**Data to use**
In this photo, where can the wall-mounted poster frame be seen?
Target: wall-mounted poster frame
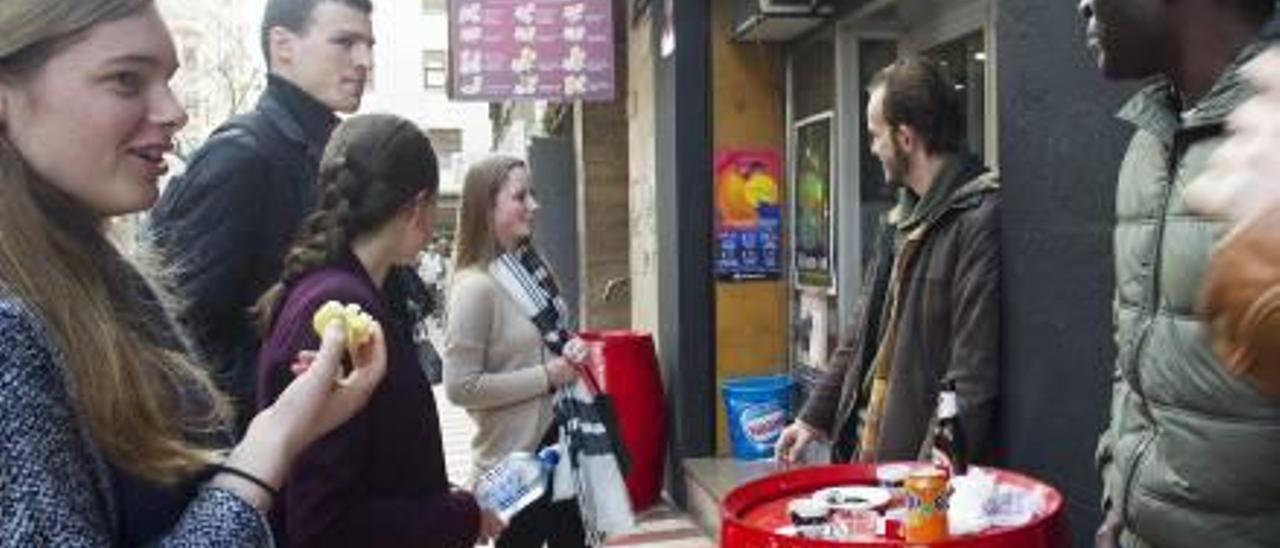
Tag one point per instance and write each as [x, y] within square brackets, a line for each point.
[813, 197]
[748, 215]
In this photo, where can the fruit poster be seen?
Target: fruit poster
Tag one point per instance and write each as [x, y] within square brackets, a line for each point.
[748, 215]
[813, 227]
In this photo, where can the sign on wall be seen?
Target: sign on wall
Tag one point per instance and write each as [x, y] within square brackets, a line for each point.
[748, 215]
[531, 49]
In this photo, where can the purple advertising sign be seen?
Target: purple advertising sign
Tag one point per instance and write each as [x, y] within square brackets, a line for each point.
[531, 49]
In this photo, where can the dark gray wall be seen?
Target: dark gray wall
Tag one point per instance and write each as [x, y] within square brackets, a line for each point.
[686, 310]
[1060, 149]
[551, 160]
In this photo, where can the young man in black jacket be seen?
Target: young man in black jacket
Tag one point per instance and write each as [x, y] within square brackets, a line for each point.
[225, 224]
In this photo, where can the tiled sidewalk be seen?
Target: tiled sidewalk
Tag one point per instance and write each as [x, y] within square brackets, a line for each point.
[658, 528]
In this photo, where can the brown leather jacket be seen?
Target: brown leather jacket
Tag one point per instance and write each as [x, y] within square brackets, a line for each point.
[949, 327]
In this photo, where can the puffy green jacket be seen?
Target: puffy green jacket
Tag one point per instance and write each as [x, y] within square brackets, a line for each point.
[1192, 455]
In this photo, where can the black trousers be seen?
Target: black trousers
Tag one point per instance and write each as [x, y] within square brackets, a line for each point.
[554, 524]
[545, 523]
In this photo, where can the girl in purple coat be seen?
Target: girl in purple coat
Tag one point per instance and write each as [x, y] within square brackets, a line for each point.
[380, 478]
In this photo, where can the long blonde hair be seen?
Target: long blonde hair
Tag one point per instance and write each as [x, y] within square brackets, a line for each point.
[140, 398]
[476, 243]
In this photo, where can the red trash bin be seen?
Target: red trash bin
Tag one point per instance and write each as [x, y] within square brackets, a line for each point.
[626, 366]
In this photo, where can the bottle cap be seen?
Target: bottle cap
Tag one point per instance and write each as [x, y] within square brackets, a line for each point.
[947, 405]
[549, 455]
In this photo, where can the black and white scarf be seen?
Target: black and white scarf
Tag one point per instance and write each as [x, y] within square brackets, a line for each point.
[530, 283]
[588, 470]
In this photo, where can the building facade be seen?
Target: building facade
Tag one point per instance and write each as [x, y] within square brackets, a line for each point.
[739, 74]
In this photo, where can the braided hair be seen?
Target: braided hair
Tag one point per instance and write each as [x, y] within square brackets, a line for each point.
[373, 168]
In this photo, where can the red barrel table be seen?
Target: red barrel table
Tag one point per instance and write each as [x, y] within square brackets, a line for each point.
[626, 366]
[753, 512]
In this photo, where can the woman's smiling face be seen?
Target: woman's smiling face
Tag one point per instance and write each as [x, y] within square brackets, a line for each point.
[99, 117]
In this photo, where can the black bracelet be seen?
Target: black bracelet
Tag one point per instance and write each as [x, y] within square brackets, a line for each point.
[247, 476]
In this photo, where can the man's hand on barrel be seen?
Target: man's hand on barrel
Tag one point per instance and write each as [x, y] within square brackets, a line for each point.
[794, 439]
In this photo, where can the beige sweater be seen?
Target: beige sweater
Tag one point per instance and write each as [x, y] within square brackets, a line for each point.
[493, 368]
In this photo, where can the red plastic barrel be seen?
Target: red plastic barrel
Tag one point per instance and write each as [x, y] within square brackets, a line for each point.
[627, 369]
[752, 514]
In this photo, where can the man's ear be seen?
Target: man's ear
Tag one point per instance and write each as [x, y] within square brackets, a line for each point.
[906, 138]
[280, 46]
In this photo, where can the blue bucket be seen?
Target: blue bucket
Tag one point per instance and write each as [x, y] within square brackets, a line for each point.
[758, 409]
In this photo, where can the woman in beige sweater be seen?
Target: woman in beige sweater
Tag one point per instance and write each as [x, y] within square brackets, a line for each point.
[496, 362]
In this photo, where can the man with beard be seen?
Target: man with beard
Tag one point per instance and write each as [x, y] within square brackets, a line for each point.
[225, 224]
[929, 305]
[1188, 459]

...

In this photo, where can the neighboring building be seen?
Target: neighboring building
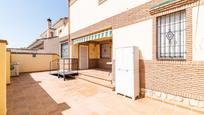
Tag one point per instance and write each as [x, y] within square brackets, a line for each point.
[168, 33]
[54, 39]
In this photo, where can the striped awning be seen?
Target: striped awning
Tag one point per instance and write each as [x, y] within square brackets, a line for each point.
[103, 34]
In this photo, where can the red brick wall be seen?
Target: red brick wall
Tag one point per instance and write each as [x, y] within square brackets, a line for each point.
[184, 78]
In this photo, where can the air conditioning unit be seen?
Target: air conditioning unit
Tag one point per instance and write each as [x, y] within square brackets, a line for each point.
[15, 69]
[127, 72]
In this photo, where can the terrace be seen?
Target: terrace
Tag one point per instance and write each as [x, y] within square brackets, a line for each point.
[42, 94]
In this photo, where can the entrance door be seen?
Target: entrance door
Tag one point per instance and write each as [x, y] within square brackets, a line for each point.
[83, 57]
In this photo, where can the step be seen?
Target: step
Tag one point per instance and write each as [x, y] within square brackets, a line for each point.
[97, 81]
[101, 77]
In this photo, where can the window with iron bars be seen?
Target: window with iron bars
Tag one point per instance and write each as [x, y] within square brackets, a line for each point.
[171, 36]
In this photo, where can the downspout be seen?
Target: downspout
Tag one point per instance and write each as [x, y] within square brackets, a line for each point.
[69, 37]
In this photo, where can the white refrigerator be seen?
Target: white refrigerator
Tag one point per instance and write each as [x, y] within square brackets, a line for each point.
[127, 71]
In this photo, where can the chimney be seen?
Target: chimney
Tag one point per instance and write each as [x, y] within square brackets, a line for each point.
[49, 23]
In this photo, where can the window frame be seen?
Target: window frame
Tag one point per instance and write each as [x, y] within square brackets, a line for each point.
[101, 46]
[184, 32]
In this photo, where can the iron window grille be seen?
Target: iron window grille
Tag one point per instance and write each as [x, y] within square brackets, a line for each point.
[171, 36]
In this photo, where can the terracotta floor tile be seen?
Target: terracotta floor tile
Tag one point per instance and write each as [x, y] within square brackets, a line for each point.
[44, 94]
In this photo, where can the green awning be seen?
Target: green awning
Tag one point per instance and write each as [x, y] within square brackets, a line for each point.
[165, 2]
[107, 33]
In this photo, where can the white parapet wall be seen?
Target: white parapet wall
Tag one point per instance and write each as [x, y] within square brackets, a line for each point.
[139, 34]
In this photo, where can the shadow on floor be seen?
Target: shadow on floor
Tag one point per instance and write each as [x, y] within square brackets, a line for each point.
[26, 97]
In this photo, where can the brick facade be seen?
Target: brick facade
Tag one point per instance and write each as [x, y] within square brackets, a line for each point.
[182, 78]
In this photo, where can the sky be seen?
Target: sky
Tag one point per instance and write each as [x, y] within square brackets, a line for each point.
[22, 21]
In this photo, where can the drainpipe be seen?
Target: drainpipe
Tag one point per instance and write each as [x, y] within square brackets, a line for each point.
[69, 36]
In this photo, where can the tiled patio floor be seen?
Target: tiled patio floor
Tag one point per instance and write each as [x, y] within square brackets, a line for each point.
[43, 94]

...

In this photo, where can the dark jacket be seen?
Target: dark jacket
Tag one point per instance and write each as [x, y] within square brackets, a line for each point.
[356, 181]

**Work order**
Among the entries above, say how many lines hold the word "floor". No other words belong in the answer.

**Written solution**
6